─── Available data ───

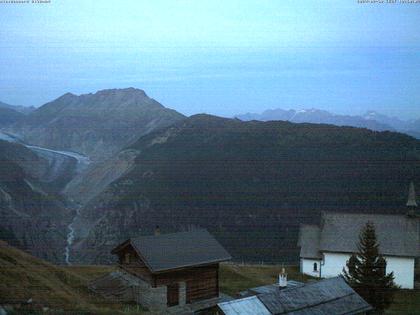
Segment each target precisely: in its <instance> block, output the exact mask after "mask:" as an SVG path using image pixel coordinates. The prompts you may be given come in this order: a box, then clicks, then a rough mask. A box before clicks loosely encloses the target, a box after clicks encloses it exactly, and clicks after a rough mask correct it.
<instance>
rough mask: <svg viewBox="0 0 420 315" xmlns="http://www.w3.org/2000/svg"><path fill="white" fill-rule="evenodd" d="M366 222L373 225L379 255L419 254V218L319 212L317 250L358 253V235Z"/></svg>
mask: <svg viewBox="0 0 420 315" xmlns="http://www.w3.org/2000/svg"><path fill="white" fill-rule="evenodd" d="M368 221H370V222H372V223H373V224H374V226H375V231H376V236H377V239H378V243H379V250H380V252H381V253H382V254H383V255H391V256H408V257H417V256H419V244H420V240H419V237H420V231H419V220H418V219H417V218H413V217H409V216H406V215H377V214H350V213H332V212H323V214H322V221H321V226H320V239H319V250H320V251H332V252H349V253H355V252H358V249H357V244H358V242H359V235H360V232H361V231H362V229H363V227H364V226H365V225H366V223H367V222H368ZM391 231H392V233H390V232H391Z"/></svg>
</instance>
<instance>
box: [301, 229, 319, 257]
mask: <svg viewBox="0 0 420 315" xmlns="http://www.w3.org/2000/svg"><path fill="white" fill-rule="evenodd" d="M319 241H320V229H319V227H318V226H316V225H301V226H300V230H299V240H298V246H300V257H301V258H314V259H320V258H321V254H320V252H319Z"/></svg>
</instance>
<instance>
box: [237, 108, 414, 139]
mask: <svg viewBox="0 0 420 315" xmlns="http://www.w3.org/2000/svg"><path fill="white" fill-rule="evenodd" d="M235 118H238V119H240V120H243V121H249V120H259V121H270V120H285V121H291V122H295V123H304V122H306V123H325V124H332V125H336V126H352V127H358V128H367V129H371V130H375V131H386V130H388V131H398V132H402V133H406V134H408V135H411V136H414V137H416V138H419V137H418V136H419V134H420V124H418V126H416V121H415V120H402V119H399V118H398V117H390V116H387V115H383V114H381V113H378V112H376V111H373V110H368V111H366V113H365V114H363V115H341V114H335V113H331V112H329V111H326V110H320V109H316V108H309V109H300V110H296V109H289V110H285V109H282V108H276V109H267V110H265V111H263V112H262V113H259V114H258V113H246V114H243V115H236V116H235ZM419 121H420V119H419Z"/></svg>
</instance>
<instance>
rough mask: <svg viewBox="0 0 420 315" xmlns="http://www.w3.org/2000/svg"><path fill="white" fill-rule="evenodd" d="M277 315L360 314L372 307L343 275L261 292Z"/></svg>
mask: <svg viewBox="0 0 420 315" xmlns="http://www.w3.org/2000/svg"><path fill="white" fill-rule="evenodd" d="M258 298H259V299H260V301H261V302H262V303H263V304H264V305H265V306H266V308H267V309H268V310H269V311H270V313H271V314H273V315H281V314H289V315H291V314H293V315H311V314H314V315H315V314H317V315H319V314H336V315H339V314H348V315H350V314H360V313H363V312H366V311H368V310H371V309H372V307H371V306H370V305H369V304H368V303H367V302H366V301H364V300H363V299H362V298H361V297H360V296H359V295H358V294H357V293H356V292H355V291H354V290H353V289H352V288H351V287H349V286H348V285H347V283H346V282H345V281H344V279H343V278H342V277H335V278H330V279H326V280H321V281H318V282H312V283H309V284H306V285H305V286H301V287H294V288H290V289H285V290H279V291H278V292H276V293H270V294H261V295H258Z"/></svg>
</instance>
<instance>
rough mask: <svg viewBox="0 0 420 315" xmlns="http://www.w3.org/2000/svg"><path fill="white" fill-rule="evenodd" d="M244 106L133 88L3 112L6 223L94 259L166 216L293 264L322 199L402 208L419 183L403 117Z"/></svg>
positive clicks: (26, 232) (55, 254)
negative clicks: (267, 109) (391, 116)
mask: <svg viewBox="0 0 420 315" xmlns="http://www.w3.org/2000/svg"><path fill="white" fill-rule="evenodd" d="M9 109H10V108H9ZM11 110H12V111H13V110H14V109H13V107H12V109H11ZM15 112H16V113H18V111H15ZM238 118H240V119H242V120H243V121H241V120H239V119H237V118H234V119H230V118H223V117H217V116H212V115H207V114H199V115H193V116H190V117H187V116H184V115H182V114H180V113H178V112H176V111H174V110H172V109H169V108H167V107H164V106H163V105H161V104H160V103H158V102H157V101H155V100H153V99H151V98H149V97H148V96H147V94H146V93H145V92H144V91H143V90H139V89H135V88H126V89H110V90H102V91H98V92H95V93H90V94H86V95H80V96H77V95H73V94H70V93H67V94H65V95H63V96H61V97H59V98H58V99H56V100H53V101H51V102H48V103H47V104H45V105H43V106H41V107H39V108H37V109H36V110H33V111H31V112H29V113H27V112H26V113H21V114H15V115H14V116H12V117H11V118H10V119H8V120H7V121H4V122H2V124H1V139H3V140H0V143H1V146H2V150H0V152H1V154H2V157H1V160H2V161H3V162H2V165H3V167H2V169H1V174H0V179H1V180H0V189H1V191H0V192H1V196H0V197H1V198H0V200H1V203H0V205H1V206H0V209H1V212H2V218H3V220H2V221H1V224H0V228H1V233H2V235H5V236H7V238H8V239H10V240H12V243H13V244H16V246H18V247H21V248H23V249H26V250H28V251H30V252H31V253H33V254H34V255H36V256H39V257H41V258H45V259H48V260H50V261H53V262H58V263H67V264H71V263H84V264H86V263H87V264H89V263H110V262H112V258H111V257H110V255H109V251H110V249H111V248H112V247H113V246H115V245H116V244H118V243H119V242H121V241H122V240H124V239H127V238H128V237H132V236H135V235H143V234H148V233H151V231H152V230H153V229H154V227H155V226H156V225H159V226H160V227H161V229H162V230H163V231H166V232H170V231H179V230H190V229H195V228H198V227H205V228H207V229H209V231H211V232H212V233H213V234H214V235H216V236H217V237H218V239H219V240H220V241H221V242H222V244H223V245H224V246H225V247H226V248H227V249H228V250H229V252H230V253H232V255H233V257H234V259H236V260H238V261H241V260H245V261H266V262H278V261H283V262H291V263H294V262H296V259H297V247H296V241H297V232H298V227H299V225H300V224H302V223H316V222H317V220H318V218H319V213H320V211H324V210H332V211H343V210H346V211H364V212H373V213H404V211H405V198H406V194H407V187H408V183H409V181H411V180H413V181H414V182H419V179H420V178H419V174H420V173H419V172H418V165H419V163H418V161H419V159H420V156H419V152H420V151H419V150H418V149H420V147H419V146H420V141H419V140H416V139H415V138H414V137H411V136H409V135H405V134H403V133H396V132H395V131H397V130H398V129H399V127H398V123H400V124H402V123H403V122H402V121H401V120H396V119H394V118H389V117H386V116H382V115H379V114H377V113H372V112H371V113H369V114H368V115H366V116H363V117H360V116H340V115H333V114H330V113H328V112H325V111H320V110H315V109H312V110H308V111H302V110H301V111H294V110H289V111H283V110H273V111H267V112H265V113H263V114H261V115H257V114H247V115H244V116H238ZM258 120H260V121H258ZM394 121H395V123H394ZM307 122H310V123H307ZM326 123H328V124H326ZM333 124H335V125H344V126H334V125H333ZM407 125H410V126H411V125H414V121H413V122H407ZM351 126H354V127H351ZM355 127H358V128H355ZM360 127H363V128H360ZM368 128H369V129H368ZM400 130H402V129H400ZM407 133H409V132H407ZM12 179H13V180H12ZM356 179H357V180H356ZM40 235H42V236H40ZM244 239H246V240H247V242H246V244H244V242H243V240H244ZM262 240H263V242H264V244H265V246H264V247H261V246H257V244H258V243H261V241H262ZM46 244H48V246H47V245H46ZM252 244H255V246H254V245H252ZM251 248H253V249H252V250H250V249H251ZM255 248H258V249H255Z"/></svg>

───

■ **To do**
Although the records above contain pictures, your copy should give only their text, exactly as written.

■ **Response area**
Segment each target precisely: in its <instance> block, output the exact mask after "mask:" as an SVG path using image pixel coordinates. The prompts you may be given come in this order: a box, then clicks, then a rough mask. A box before clicks loosely encloses the target, a box after clicks encloses it exactly, and clicks after a rough mask correct it.
<instance>
rough mask: <svg viewBox="0 0 420 315" xmlns="http://www.w3.org/2000/svg"><path fill="white" fill-rule="evenodd" d="M366 222L373 225L379 255L419 254V218L319 212L317 250L358 253V235Z"/></svg>
mask: <svg viewBox="0 0 420 315" xmlns="http://www.w3.org/2000/svg"><path fill="white" fill-rule="evenodd" d="M368 221H370V222H372V223H373V224H374V226H375V231H376V236H377V239H378V243H379V250H380V252H381V253H382V254H383V255H391V256H408V257H417V256H419V244H420V240H419V237H420V231H419V220H418V219H417V218H413V217H409V216H406V215H377V214H350V213H332V212H323V214H322V221H321V226H320V239H319V250H320V251H332V252H349V253H355V252H358V249H357V244H358V242H359V235H360V232H361V231H362V229H363V227H364V226H365V225H366V223H367V222H368ZM391 231H392V233H390V232H391Z"/></svg>
</instance>
<instance>
box: [301, 229, 319, 257]
mask: <svg viewBox="0 0 420 315" xmlns="http://www.w3.org/2000/svg"><path fill="white" fill-rule="evenodd" d="M319 241H320V229H319V227H318V226H316V225H301V226H300V230H299V240H298V246H300V257H301V258H314V259H320V258H321V254H320V252H319Z"/></svg>
</instance>
<instance>
box: [237, 108, 414, 139]
mask: <svg viewBox="0 0 420 315" xmlns="http://www.w3.org/2000/svg"><path fill="white" fill-rule="evenodd" d="M235 118H238V119H240V120H243V121H249V120H259V121H270V120H285V121H291V122H295V123H304V122H306V123H325V124H332V125H336V126H352V127H358V128H367V129H371V130H375V131H386V130H388V131H398V132H402V133H406V134H408V135H411V136H414V137H416V138H419V137H418V136H419V134H420V124H418V126H416V121H415V120H402V119H399V118H398V117H390V116H387V115H383V114H381V113H378V112H376V111H373V110H368V111H366V113H365V114H363V115H341V114H335V113H331V112H329V111H326V110H320V109H316V108H309V109H300V110H296V109H289V110H285V109H282V108H276V109H267V110H265V111H263V112H262V113H259V114H258V113H246V114H243V115H236V116H235ZM419 121H420V119H419Z"/></svg>
</instance>
<instance>
rough mask: <svg viewBox="0 0 420 315" xmlns="http://www.w3.org/2000/svg"><path fill="white" fill-rule="evenodd" d="M277 315L360 314L372 307L343 275L261 292Z"/></svg>
mask: <svg viewBox="0 0 420 315" xmlns="http://www.w3.org/2000/svg"><path fill="white" fill-rule="evenodd" d="M258 298H259V299H260V301H261V302H262V303H263V304H264V305H265V306H266V308H267V309H268V310H269V311H270V313H271V314H273V315H281V314H289V315H291V314H293V315H311V314H314V315H315V314H317V315H319V314H336V315H339V314H348V315H350V314H360V313H363V312H366V311H368V310H371V309H372V307H371V306H370V305H369V304H368V303H367V302H366V301H364V300H363V299H362V298H361V297H360V296H359V295H358V294H357V293H356V292H355V291H354V290H353V289H352V288H351V287H349V286H348V285H347V283H346V282H345V281H344V279H343V278H342V277H335V278H330V279H326V280H321V281H318V282H312V283H309V284H306V285H305V286H301V287H294V288H290V289H285V290H279V291H278V292H276V293H270V294H261V295H258Z"/></svg>
</instance>
<instance>
rough mask: <svg viewBox="0 0 420 315" xmlns="http://www.w3.org/2000/svg"><path fill="white" fill-rule="evenodd" d="M244 106L133 88L3 112L6 223L94 259L166 216L293 264L322 199L402 208L419 183L403 117Z"/></svg>
positive clicks: (26, 232) (55, 254)
negative clicks: (267, 109) (391, 116)
mask: <svg viewBox="0 0 420 315" xmlns="http://www.w3.org/2000/svg"><path fill="white" fill-rule="evenodd" d="M9 109H10V108H9ZM11 110H12V111H13V110H14V109H13V107H12V109H11ZM15 112H16V113H18V111H15ZM238 118H240V119H242V120H243V121H241V120H239V119H237V118H234V119H230V118H223V117H217V116H212V115H207V114H199V115H193V116H190V117H187V116H184V115H182V114H180V113H178V112H176V111H174V110H172V109H169V108H167V107H164V106H163V105H161V104H160V103H158V102H157V101H155V100H153V99H151V98H149V97H148V96H147V94H146V93H145V92H144V91H143V90H139V89H135V88H126V89H110V90H102V91H98V92H95V93H90V94H86V95H80V96H77V95H73V94H70V93H67V94H65V95H63V96H61V97H59V98H58V99H56V100H53V101H51V102H48V103H47V104H45V105H43V106H41V107H39V108H37V109H36V110H33V111H31V112H29V113H27V112H26V113H21V114H15V115H14V116H12V117H11V118H10V119H8V120H7V121H4V122H2V124H1V139H3V140H0V143H1V146H2V150H0V152H1V154H2V157H1V160H2V161H3V162H2V165H3V167H2V169H1V174H0V179H1V180H0V189H1V191H0V192H1V196H0V197H1V198H0V200H1V203H0V205H1V206H0V209H1V212H2V218H3V220H2V221H1V224H0V228H1V233H2V235H5V236H7V238H8V239H10V240H12V243H13V244H16V246H18V247H21V248H23V249H26V250H28V251H30V252H31V253H33V254H34V255H36V256H39V257H41V258H45V259H48V260H50V261H53V262H58V263H67V264H71V263H84V264H86V263H87V264H89V263H110V262H112V258H111V257H110V255H109V251H110V249H111V248H112V247H113V246H115V245H116V244H118V243H119V242H121V241H122V240H124V239H127V238H128V237H132V236H135V235H143V234H148V233H151V231H152V230H153V229H154V227H155V226H156V225H159V226H160V227H161V229H162V230H163V231H166V232H170V231H179V230H190V229H195V228H198V227H205V228H207V229H209V231H211V232H212V233H213V234H214V235H216V236H217V237H218V239H219V240H220V241H221V242H222V244H223V245H224V246H225V247H226V248H227V249H228V250H229V252H230V253H232V255H233V257H234V259H236V260H238V261H241V260H245V261H266V262H278V261H283V262H291V263H294V262H296V259H297V247H296V241H297V232H298V227H299V225H300V224H302V223H316V222H317V220H318V218H319V213H320V211H324V210H332V211H343V210H346V211H364V212H373V213H404V211H405V198H406V194H407V187H408V183H409V181H411V180H413V181H414V182H419V179H420V178H419V174H420V173H419V172H418V165H419V163H418V161H419V159H420V156H419V152H420V151H419V150H418V149H420V147H419V146H420V141H419V140H416V139H415V138H414V137H411V136H409V135H405V134H403V133H396V132H395V131H397V130H398V129H399V127H398V123H400V124H402V123H403V122H402V121H401V120H396V119H394V118H389V117H386V116H382V115H379V114H377V113H372V112H371V113H369V114H368V115H366V116H363V117H360V116H340V115H333V114H330V113H328V112H325V111H320V110H315V109H312V110H308V111H302V110H301V111H294V110H289V111H283V110H273V111H267V112H265V113H263V114H261V115H257V114H247V115H244V116H238ZM258 120H260V121H258ZM394 121H395V123H394ZM307 122H310V123H307ZM326 123H328V124H326ZM333 124H335V125H344V126H334V125H333ZM407 125H410V126H411V125H414V121H413V122H407ZM351 126H354V127H351ZM355 127H358V128H355ZM360 127H363V128H360ZM368 128H369V129H368ZM400 130H402V129H400ZM407 133H409V132H407ZM12 179H13V180H12ZM356 179H357V180H356ZM40 235H42V236H40ZM244 239H246V240H247V242H246V244H244V242H243V240H244ZM262 240H263V242H264V244H265V246H264V247H261V246H257V244H258V243H261V241H262ZM46 244H48V246H47V245H46ZM252 244H255V246H254V245H252ZM251 248H253V249H252V250H250V249H251ZM255 248H258V249H255Z"/></svg>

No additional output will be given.